* **WHAT THE EXERCISE ASKS**
Each line containing the string "road" should be copied out of the entries.

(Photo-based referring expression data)
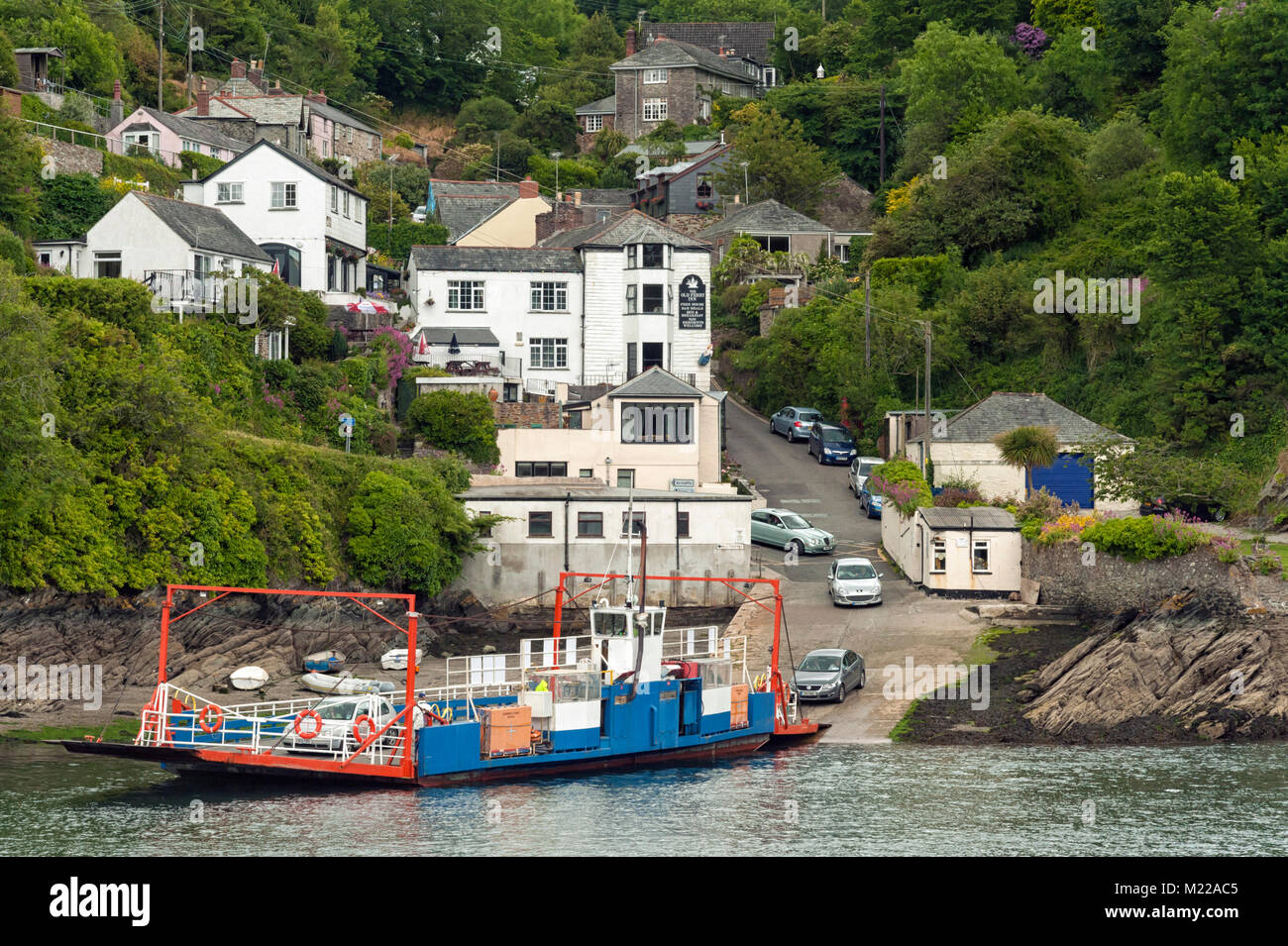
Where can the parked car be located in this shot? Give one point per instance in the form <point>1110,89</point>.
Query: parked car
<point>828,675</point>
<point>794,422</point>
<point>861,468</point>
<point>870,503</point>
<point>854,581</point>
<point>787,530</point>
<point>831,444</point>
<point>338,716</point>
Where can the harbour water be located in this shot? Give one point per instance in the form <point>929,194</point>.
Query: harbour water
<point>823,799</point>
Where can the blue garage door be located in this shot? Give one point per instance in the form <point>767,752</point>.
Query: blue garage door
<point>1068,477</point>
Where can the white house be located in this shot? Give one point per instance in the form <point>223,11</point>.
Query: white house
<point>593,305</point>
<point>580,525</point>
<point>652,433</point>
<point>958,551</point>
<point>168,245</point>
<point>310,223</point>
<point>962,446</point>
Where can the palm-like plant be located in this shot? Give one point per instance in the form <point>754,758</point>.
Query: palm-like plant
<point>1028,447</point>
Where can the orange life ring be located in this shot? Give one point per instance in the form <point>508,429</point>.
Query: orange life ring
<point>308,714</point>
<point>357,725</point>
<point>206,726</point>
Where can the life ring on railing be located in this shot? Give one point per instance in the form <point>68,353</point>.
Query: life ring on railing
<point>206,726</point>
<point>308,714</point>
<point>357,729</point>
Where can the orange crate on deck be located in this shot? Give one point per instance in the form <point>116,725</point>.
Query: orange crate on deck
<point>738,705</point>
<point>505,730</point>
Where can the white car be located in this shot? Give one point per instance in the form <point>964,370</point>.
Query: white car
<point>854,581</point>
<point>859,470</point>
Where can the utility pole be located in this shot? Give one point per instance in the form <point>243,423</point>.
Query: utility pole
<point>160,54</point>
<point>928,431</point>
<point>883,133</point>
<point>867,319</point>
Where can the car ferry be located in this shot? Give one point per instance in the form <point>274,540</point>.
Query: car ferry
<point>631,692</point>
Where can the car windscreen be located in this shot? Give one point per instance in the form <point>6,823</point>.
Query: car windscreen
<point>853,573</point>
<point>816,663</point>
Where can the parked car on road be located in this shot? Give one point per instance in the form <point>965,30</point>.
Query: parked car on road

* **EXERCISE ANSWER**
Where can the parked car on road be located in this shot? Give one point per instance in the form <point>965,30</point>.
Query: parked car on road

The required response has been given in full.